## Tasks to complete
- 1) List every page number cited in the parenthetical "(Osborne 2002, ...)" references in the text on the first four trumpets.
- 2) Reproduce word for word the part of the text on the first four trumpets that opens with the words containing "Revelation 8:10-11 describes" and closes with "can hardly imagin.".

## Article
F. God’s Sovereignty in Judgment (4:1-11:19) pp. 219-450.
3. Seven Trumpets (8:2-11:19) pp. 339-450.
b. “First Four Trumpets (8:7-12)” pp. 349-357.
Osborne draws the reader’s attention again to the opening of the seventh seal of the scroll, found in Revelation 8:1. There, an angel casts judgment on the earth. Osborne sees the judgment from the trumpets as part of this motion, as they are thrown from God’s throne room to the earthly realm (Osborne 2002, 349). The first four trumpets signal judgments upon the earth itself.
The first judgment consists of “hail and fire mixed with blood” (8:7). This is reminiscent of the seventh plague in Egypt, found in Exodus 9:13-35). Revelation is the only place in the New Testament where hail is mentioned, and here it goes beyond the Old Testament motifs because of the fire and blood (Osborne 2002, 350). Osborne thinks the “blood” may well be related to rain carrying reddish volcanic debris to earth. Yet the description is certainly of a very severe event. Here it is a terrible situation in which there is also fire which brings such widespread destruction we could not even imagine it (Osborne 2002, 351). Not only a thrid of the trees, but all the grass is burned.
The second trumpet, in 8:8-9, is a parallel to the first of the Egyptian plagues. A third of marine life is destroyed by something like a burning mountain (Osborne 2002, 352). Again, Osborne finds parallels in various pieces of apocalyptic writing but nothing to this extent. The burning, as in the first trumpet, seems related to the angel with a censer in 8:1 (Osborne 2002, 353).
Revelation 8:10-11 describes another plague on water. Osborne notes that this one is also similar to the first of the plagues on Egypt. Fire is again a central feature, related to the work of the angel with the censer, as a burning and shining star falls, contaminating a third of the fresh water of the earth (Osborne 2002, 354). This results in the death of many, again, from a disaster on a scale we can hardly imagin.
The fourth trumpet, in Revelation 8:12, is a replication of the ninth of the plagues on Egypt. Here there is darkness as God strikes the lights in the sky (Osborne 2002, 355). Again, the plague affects “only one-third of the day and night” (Osborne 2002, 356). It is not a dimming of everything but an actual darkness for a third of the day and a third of the night. Osborne continues to emphasize that this plague is evidence of God’s ability to control all things precisely. This is the end of the trumpet judgments which impact the earth specifically.

Extracted records:
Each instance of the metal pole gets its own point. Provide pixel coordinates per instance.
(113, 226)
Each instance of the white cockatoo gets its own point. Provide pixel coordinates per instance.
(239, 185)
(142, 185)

## Solved tasks
- 1) 349, 350, 351, 352, 353, 354, 355, 356

- 2)
Revelation 8:10-11 describes another plague on water. Osborne notes that this one is also similar to the first of the plagues on Egypt. Fire is again a central feature, related to the work of the angel with the censer, as a burning and shining star falls, contaminating a third of the fresh water of the earth (Osborne 2002, 354). This results in the death of many, again, from a disaster on a scale we can hardly imagin.